■ DOCUMENT TEXT:
[labnetwork] Contamination control in PVD systems

Noah Clay nclay at seas.upenn.edu
Sun Feb 1 09:13:04 EST 2015


Carsen,

Here are a few guidelines that have worked over the years:

1. Don't mix metals, polymers and dielectrics in thermal and/or e-beam evaporators.  Holding the line on this is tough, but I've always tried to minimize cross contamination.

2. Disallow materials containing: Zn, P and As.  Weird PVD requests emerge all of the time and it's good to maintain an "anything goes" system, but stay away from the above.

3. Keep one e-beam system free of magnetic materials (even Ni).  The condensed matter physicists will be happy.

4. Don't go cheap on sputtering system hardware.  To the extent reasonable, keep separate gun hardware for each target or class of materials.  

5. Bead blast shields, gun hardware, etc. routinely...as for the frequency, it should be based on use, not time, unless your use is very steady.

6. Remove and clean any e-beam hearths at least once each year.

7. Every now and then, I cave in on a user's request to evaporate a material that I'm uncomfortable with...we let them run and then change shielding immediately after they are done. Sometimes we reserve a system for them for 1 to 2 days, line the walls with UHV foil and do a full tear down when they're done.  As a rule, we RGA fingerprint the system before and after and try to align this with routine maintenance.

8. Staff-maintained loadlocked systems are the best for contamination control.  At 3am on Sunday morning, for all I know, someone is evaporating radioactive peanut butter.

I hope this helps.

Best,
Nosh

On January 31, 2015 6:48:10 PM EST, Fouad Karouta <fouad.karouta at anu.edu.au> wrote:
>Dear Carsen,
>
>Here at the Australian National University, Canberra, we do have an
>open access e-beam evaporator reserved for metals and we started with:
>Au, Pt, Ni, Ti, Ge, Al, Cr and later we added Pd, Mo, Hf and Nb.

■ EXTRACTED MATERIAL:
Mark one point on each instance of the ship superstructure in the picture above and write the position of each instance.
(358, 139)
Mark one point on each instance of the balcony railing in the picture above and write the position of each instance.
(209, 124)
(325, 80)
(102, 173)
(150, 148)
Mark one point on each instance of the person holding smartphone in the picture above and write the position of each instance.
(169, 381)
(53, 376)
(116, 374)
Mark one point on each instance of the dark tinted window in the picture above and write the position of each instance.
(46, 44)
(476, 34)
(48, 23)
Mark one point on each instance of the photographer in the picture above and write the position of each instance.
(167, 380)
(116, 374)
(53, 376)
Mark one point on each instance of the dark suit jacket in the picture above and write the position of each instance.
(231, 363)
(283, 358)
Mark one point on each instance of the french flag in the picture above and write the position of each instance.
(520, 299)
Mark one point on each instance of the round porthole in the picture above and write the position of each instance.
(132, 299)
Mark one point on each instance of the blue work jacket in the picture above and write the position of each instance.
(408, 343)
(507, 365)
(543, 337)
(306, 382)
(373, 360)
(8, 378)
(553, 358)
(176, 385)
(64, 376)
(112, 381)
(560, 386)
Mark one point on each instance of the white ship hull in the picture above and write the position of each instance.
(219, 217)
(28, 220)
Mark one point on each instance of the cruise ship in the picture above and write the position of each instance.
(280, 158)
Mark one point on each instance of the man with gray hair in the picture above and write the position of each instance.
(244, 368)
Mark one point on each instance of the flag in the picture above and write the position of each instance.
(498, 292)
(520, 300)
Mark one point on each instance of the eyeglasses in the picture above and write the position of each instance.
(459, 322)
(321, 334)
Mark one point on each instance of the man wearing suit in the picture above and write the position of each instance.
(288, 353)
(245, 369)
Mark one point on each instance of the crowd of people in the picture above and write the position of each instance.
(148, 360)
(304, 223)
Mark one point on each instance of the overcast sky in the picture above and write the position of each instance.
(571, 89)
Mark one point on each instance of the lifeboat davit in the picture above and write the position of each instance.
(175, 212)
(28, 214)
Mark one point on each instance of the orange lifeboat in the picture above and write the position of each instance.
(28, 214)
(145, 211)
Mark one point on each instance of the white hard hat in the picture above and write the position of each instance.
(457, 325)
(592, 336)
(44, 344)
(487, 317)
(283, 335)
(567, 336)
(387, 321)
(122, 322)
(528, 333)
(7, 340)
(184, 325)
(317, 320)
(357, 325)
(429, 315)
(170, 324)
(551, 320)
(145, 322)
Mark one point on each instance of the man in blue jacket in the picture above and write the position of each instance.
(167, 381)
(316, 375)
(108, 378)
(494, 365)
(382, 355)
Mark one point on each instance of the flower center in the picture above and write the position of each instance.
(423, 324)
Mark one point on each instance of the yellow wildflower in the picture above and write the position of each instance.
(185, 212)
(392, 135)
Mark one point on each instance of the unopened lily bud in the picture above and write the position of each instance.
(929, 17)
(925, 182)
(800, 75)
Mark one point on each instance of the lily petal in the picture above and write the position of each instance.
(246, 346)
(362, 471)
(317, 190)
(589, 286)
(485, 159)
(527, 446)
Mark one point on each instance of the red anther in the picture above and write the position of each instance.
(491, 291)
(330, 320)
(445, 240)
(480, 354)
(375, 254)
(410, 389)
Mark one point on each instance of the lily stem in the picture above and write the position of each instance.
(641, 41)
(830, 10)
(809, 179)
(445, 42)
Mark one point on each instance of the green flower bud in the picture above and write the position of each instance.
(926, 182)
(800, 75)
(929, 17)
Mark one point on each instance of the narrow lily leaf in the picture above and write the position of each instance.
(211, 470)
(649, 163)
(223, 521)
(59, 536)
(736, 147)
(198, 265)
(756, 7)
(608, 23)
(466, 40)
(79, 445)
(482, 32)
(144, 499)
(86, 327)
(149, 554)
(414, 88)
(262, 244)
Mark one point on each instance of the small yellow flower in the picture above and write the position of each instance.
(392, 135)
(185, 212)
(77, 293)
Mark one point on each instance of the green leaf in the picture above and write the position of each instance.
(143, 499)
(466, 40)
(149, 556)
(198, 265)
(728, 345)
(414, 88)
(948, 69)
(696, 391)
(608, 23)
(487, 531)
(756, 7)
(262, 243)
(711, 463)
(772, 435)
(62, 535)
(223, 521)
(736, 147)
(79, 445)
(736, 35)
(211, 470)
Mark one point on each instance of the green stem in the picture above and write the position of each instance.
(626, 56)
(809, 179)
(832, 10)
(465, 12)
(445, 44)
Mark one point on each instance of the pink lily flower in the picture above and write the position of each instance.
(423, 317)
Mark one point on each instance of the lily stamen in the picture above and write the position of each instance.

■ EXERCISE TASKS:
1 - In the listing, rewrite every line between the one holding "Mark one point on each instance of the green stem" and the end of the listing, inclusive, with the requests left as they are and 38 added to each coordinate in the answers.
2 - Write what comes next in the message on contamination control in PVD systems, starting after its final line.

■ TASK-BY-TASK OUTPUTS:
1 -
Mark one point on each instance of the green stem in the picture above and write the position of each instance.
(664, 94)
(847, 217)
(870, 48)
(503, 50)
(483, 82)
Mark one point on each instance of the pink lily flower in the picture above and write the position of each instance.
(461, 355)
Mark one point on each instance of the lily stamen in the picture above and write the position of each instance.

2 -
>So far we haven't heard from our users any negative feedback about
>deterioration/contamination of contacts.
>We do not allow oxides nor metals like Zn, Cu, Te, Sn etc. where we
>believe these metals have a more serious contamination risk. In our
>facility we do have a sputter system w/o materials restriction and it
>is used for metals to oxides, nitrides offering more than 50
>materials/targets. We do know from users that some contamination is
>found at level clearly below 1%.
>
>Hope this helps a bit and I am curious to learn from others their
>experience.
>
>Cheers,
>Fouad Karouta
>
>*********************************
>Manager ANFF ACT Node
>Australian National Fabrication Facility
>Research School of Physics and Engineering
>Australian National University
>ACT 0200, Canberra, Australia
>Tel: + 61 2 6125 7174
>Mob: + 61 451 046 412
>Email: fouad.karouta at anu.edu.au
>http://anff-act.anu.edu.au/
>
>-----Original Message-----
>From: labnetwork-bounces at mtl.mit.edu
>[mailto:labnetwork-bounces at mtl.mit.edu] On Behalf Of Carsen Kline
>Sent: Sunday, 1 February 2015 5:02 AM
>To: labnetwork at mtl.mit.edu
>Subject: [labnetwork] Contamination control in PVD systems
>
>Hello all,
>
>We're looking to expand our PVD capabilities and we're curious to know
>how other labs control contamination as it relates to safety, process,
>and equipment condition. Can anyone share your general philosophy or
>policies on approaching contamination control in PVD systems? (For
>example, categorizing systems based on allowed contaminants, or having
>multiple levels of controlled access to specific tools, etc.)
>
>Thanks for your input, I'm looking forward to your responses.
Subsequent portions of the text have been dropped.